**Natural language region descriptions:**
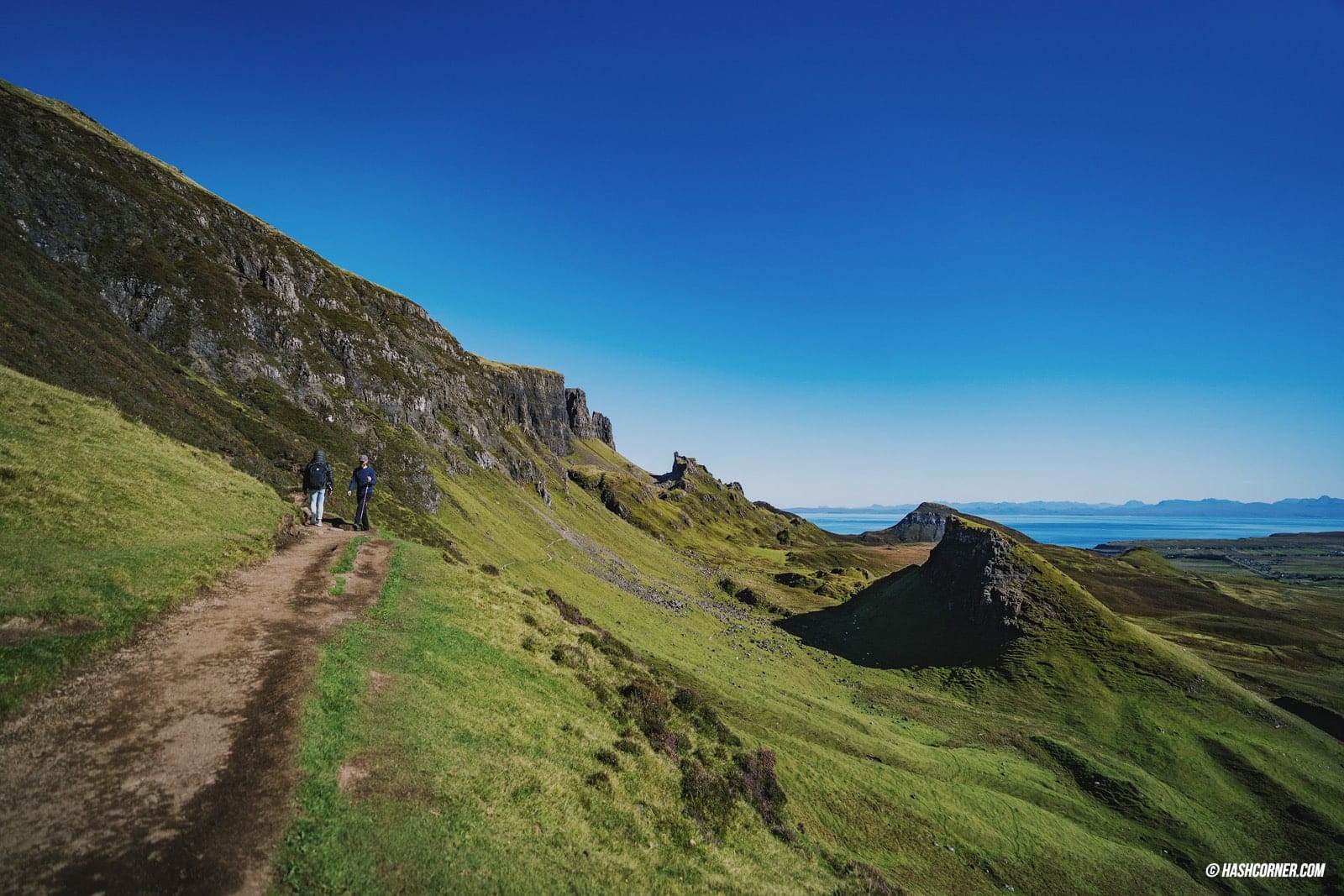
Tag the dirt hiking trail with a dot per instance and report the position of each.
(168, 766)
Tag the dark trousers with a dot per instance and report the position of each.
(362, 511)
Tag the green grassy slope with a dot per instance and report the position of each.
(102, 524)
(1277, 637)
(575, 679)
(1095, 758)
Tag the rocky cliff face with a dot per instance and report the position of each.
(983, 582)
(241, 305)
(584, 425)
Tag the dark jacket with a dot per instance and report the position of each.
(363, 477)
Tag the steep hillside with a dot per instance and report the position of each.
(260, 348)
(582, 676)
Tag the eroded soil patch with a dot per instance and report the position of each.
(168, 765)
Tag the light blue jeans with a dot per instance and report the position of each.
(316, 499)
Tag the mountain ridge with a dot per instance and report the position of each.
(1285, 508)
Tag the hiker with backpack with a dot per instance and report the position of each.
(362, 481)
(318, 483)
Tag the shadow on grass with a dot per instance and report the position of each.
(898, 622)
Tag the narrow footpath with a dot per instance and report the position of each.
(168, 766)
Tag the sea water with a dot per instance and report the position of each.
(1089, 531)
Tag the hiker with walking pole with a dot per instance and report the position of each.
(362, 481)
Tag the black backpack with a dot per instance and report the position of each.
(316, 476)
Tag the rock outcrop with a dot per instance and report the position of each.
(980, 578)
(248, 311)
(925, 523)
(582, 423)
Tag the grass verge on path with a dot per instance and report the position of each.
(105, 523)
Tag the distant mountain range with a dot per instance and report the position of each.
(1323, 506)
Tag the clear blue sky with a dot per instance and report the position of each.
(846, 253)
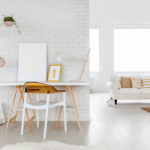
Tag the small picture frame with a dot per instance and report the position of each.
(54, 73)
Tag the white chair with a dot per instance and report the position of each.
(38, 88)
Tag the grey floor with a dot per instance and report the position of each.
(122, 127)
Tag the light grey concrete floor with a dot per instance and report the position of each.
(122, 127)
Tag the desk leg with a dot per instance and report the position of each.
(11, 108)
(74, 108)
(18, 105)
(25, 109)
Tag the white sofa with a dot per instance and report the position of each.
(127, 93)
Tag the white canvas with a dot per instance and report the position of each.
(57, 72)
(32, 62)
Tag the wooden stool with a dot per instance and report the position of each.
(75, 108)
(21, 88)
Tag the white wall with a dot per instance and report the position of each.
(106, 13)
(64, 26)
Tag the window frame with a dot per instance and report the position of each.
(100, 47)
(127, 27)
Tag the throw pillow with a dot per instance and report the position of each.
(136, 82)
(126, 82)
(118, 82)
(146, 83)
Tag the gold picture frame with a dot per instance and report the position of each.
(54, 73)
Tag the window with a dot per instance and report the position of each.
(95, 49)
(132, 49)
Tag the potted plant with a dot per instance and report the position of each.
(10, 21)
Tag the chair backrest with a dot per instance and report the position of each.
(35, 87)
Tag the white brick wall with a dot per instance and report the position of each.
(64, 26)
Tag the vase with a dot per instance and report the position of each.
(8, 23)
(2, 62)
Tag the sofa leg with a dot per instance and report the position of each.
(115, 101)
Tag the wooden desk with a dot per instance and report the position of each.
(20, 86)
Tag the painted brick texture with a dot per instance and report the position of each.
(64, 26)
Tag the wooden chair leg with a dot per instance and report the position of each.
(25, 110)
(11, 108)
(58, 118)
(32, 109)
(75, 106)
(18, 105)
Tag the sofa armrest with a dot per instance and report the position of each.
(113, 86)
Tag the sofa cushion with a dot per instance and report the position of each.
(145, 90)
(129, 90)
(136, 82)
(126, 82)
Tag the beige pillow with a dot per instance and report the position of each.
(118, 82)
(136, 82)
(126, 82)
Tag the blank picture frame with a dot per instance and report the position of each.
(54, 73)
(32, 62)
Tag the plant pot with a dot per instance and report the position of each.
(8, 23)
(2, 62)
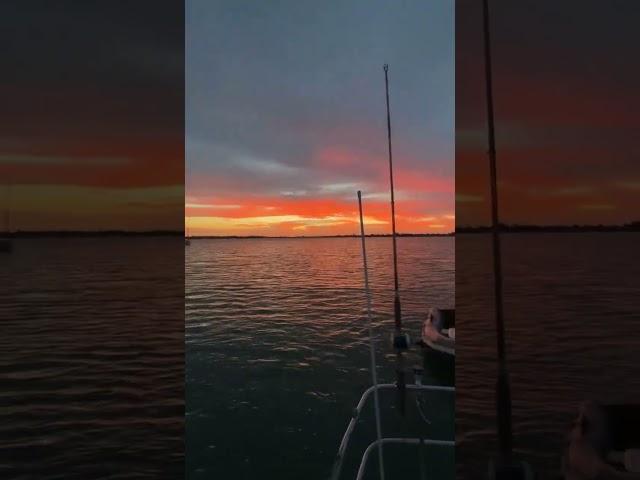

**Task objective:**
Transcribe every line in the entries above, taking out only the images.

**Output for this task:**
Tag the dirt hiking trail with a dot per instance and report the position of each.
(168, 766)
Tag the dark trousers with a dot per instance and report the position of each.
(362, 511)
Tag the green grassy slope with a dot per instance and report the position of each.
(102, 524)
(1277, 637)
(575, 679)
(1095, 758)
Tag the rocky cliff face with a dot per instance and report the position of each.
(983, 582)
(241, 305)
(584, 425)
Tag the dark jacket with a dot per instance and report the position of each.
(363, 477)
Tag the steep hillside with a dot per instance and report the position of each.
(260, 348)
(582, 676)
Tag the eroded soil patch with a dot per instance and report the position of each.
(168, 765)
Tag the light blue jeans with a dot per instance and report the position of each.
(316, 499)
Tag the mountain ridge with a dot per instance and report the position of each.
(1285, 508)
Tag the hiker with backpack with a dot per instance and report the position of each.
(362, 481)
(318, 483)
Tag the shadow on grass with a dot per instance and report the position of each.
(898, 622)
Tag the narrow footpath with a dot per instance and report the position of each.
(168, 766)
Tag the sea water with a dot per instance and report the position of each.
(1089, 531)
Tag the hiker with walking pole with a dot per instance and report the position of each.
(362, 481)
Tag the black backpack with a dot per instance and report the position of each.
(316, 476)
Tag the rock outcrop with a dot per instance and report the position of each.
(980, 578)
(248, 311)
(925, 523)
(582, 423)
Tag the grass verge on path with a dot per instance and report the position of each.
(105, 523)
Tag the distant mountain range with a dot per instance and report the position of each.
(1323, 506)
Tag the clear blue sky with a dot per instance and report the position of each.
(846, 253)
Tag the small picture frame with a dot per instance and report the position of each.
(54, 73)
Tag the white chair with a dot per instance and report the position of each.
(38, 88)
Tag the grey floor with a dot per instance and report the position of each.
(122, 127)
Tag the light grey concrete floor with a dot per instance and report the position of each.
(122, 127)
Tag the desk leg with a dot per instance and report the position of each.
(11, 108)
(74, 108)
(18, 105)
(25, 109)
Tag the white sofa with a dot per instance and report the position of each.
(127, 93)
Tag the white canvas with a dot per instance and report the position of each.
(57, 72)
(32, 62)
Tag the wooden stool with a dot per instance and report the position of each.
(75, 108)
(21, 88)
Tag the white wall with a dot per instance and report the position of each.
(106, 13)
(64, 26)
Tag the window frame with a dot per instance and report the position of each.
(100, 47)
(127, 27)
Tag the throw pillow with a dot per instance and report the position of each.
(136, 82)
(126, 82)
(118, 82)
(146, 83)
Tag the gold picture frame with a dot per instance and report the position of each.
(54, 73)
Tag the window with a dot per instance and report the position of each.
(95, 49)
(132, 49)
Tag the potted plant with a dot per instance and report the position of each.
(10, 21)
Tag the chair backrest with a dot per instance and report the position of each.
(35, 87)
Tag the white brick wall with a dot per instance and report the position of each.
(64, 26)
Tag the vase with a dot per instance and report the position of each.
(8, 23)
(2, 62)
Tag the sofa leg with a dot per instance and report the position of each.
(115, 101)
Tag the wooden desk with a dot per instance and report the position of each.
(20, 86)
Tag the painted brick texture with a dot per instance and report the position of each.
(64, 26)
Tag the wooden chair leg with a dot per instance and report the position of each.
(25, 110)
(11, 108)
(58, 118)
(32, 109)
(75, 106)
(18, 105)
Tag the sofa armrest with a dot per instance and report the position of each.
(113, 86)
Tag the sofa cushion with a dot per instance and report the position of each.
(145, 90)
(129, 90)
(136, 82)
(126, 82)
Tag the beige pillow with a dot per instance and report the position of each.
(118, 82)
(136, 82)
(126, 82)
Tag the blank picture frame with a dot per instance and report the position of each.
(54, 73)
(32, 62)
Tag the plant pot with a dot per instance and report the position of each.
(8, 23)
(2, 62)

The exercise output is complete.